→ PAGE TEXT

--- --- ---

‘Exactly Once’ processing with Spark Structured Streaming

7 min readMay 25, 2021

Abstract

A stream processing system executes a set of operators continuously on a never-ending set of records. As the events (also called tuples, records, messages, rows) occur in real world they are fed into the streaming system as an when it happens to make sense out of them in conjunction with other source of tuples, historical context, and/or dynamic lookups in real time. Spark Streaming is one such system which can cater to processing of tuples in real time and generating business value of them. As these jobs run continuously on unbounded data there are certain characteristics expected out of them such as end to end latency, throughput, ordered evaluation, recovery, failure handling, guaranteed processing and delivery semantics. In this blog we primarily explore how to achieve ‘exactly once’ delivery semantics within the scope of Spark Structured Streaming and subsequently a few code samples on the experimentations done.

Introduction

Generally a stream processing applications supports one or more of the following delivery semantics.

At most once: The consuming application will see the tuple only once or never. There might be data loss, but no duplicates are allowed. This is used for application where the loss of a few records are tolerable and end to end latency is a major requirement.
At least once: The consuming application will always see the tuple however duplicates might be generated. This is the most often used SLA for majority of the use cases which can tolerate duplicates but no data loss.
Exactly once: The holy grail of delivery semantics. The consuming application sees the tuples only once and processes it only once irrespective of failures, rebalancing, sharding, restarts upgrades etc.
Ordered delivery: The consuming application sees the tuples in the same order as generated by the source system. Typically, this is achieved only within a partition for partition enabled sources as total ordering is very costly(although achievable).

Exactly once is a hard problem but with some support from the target system and the stream processing engine it can be achieved.

--- --- ---

→ PROVIDED MATERIAL
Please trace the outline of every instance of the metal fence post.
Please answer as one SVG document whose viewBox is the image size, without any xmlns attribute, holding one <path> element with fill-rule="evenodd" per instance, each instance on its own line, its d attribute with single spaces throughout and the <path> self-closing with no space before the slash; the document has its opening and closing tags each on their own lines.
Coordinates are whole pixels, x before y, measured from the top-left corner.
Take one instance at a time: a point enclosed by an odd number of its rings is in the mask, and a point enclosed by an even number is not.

--- --- ---

→ REQUESTS
• 1. Retype everything in the Spark streaming article from "Introduction" down to "no data loss.".
• 2. Please answer each question using the Spark streaming article:
(a) How long a read does the article list itself as?
(b) For applications using "At most once" delivery, what is named as a major requirement?
(c) For sources that support partitions, where is ordered delivery typically achieved?

→ IN RESPONSE
• 1.
Introduction

Generally a stream processing applications supports one or more of the following delivery semantics.

At most once: The consuming application will see the tuple only once or never. There might be data loss, but no duplicates are allowed. This is used for application where the loss of a few records are tolerable and end to end latency is a major requirement.
At least once: The consuming application will always see the tuple however duplicates might be generated. This is the most often used SLA for majority of the use cases which can tolerate duplicates but no data loss.

• 2.
(a) 7 minutes.
(b) End-to-end latency.
(c) Only within a partition.